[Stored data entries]
------------------------------

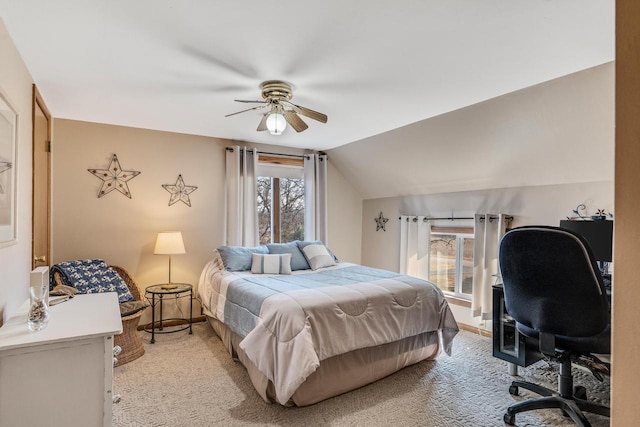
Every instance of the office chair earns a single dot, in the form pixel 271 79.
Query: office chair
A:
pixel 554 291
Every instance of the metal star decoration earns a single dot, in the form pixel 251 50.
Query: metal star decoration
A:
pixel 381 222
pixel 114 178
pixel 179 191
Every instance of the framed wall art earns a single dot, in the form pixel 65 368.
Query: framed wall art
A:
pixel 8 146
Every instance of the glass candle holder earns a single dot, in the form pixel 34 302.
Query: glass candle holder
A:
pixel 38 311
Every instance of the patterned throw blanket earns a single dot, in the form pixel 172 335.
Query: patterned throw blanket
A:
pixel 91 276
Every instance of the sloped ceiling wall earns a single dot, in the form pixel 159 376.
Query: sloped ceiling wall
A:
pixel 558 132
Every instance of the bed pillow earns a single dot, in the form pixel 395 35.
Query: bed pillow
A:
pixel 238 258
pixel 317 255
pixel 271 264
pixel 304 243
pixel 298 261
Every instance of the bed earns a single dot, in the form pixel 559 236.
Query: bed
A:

------------------------------

Exercise —
From the first line to the last, set down the records exactly, leaving out images.

Answer to the exercise —
Every instance of the office chair earns a single dot, in the form pixel 271 79.
Query: office chair
A:
pixel 554 291
Every instance of the metal star decoration earns a single dot, in the form pixel 251 50.
Query: metal star decoration
A:
pixel 381 222
pixel 114 178
pixel 179 191
Every instance of the framed wall art earns a single dot, in the form pixel 65 368.
Query: framed wall art
A:
pixel 8 146
Every instance of the glass candle holder earns a single dot, in the form pixel 34 302.
Query: glass candle holder
A:
pixel 38 311
Every instance of the patterned throw blanket earns a single dot, in the form pixel 172 335.
Query: patterned throw blanket
A:
pixel 91 276
Every instance of the sloped ceiling wall earns a single dot, in the form pixel 159 376.
Query: sloped ceiling wall
A:
pixel 558 132
Every instance of the bed pillow earns a single dot, in the form pixel 395 35.
Query: bed pillow
A:
pixel 238 258
pixel 317 255
pixel 271 264
pixel 304 243
pixel 298 261
Every instance of the bed earns a single dot, in the form pixel 559 236.
Query: bed
A:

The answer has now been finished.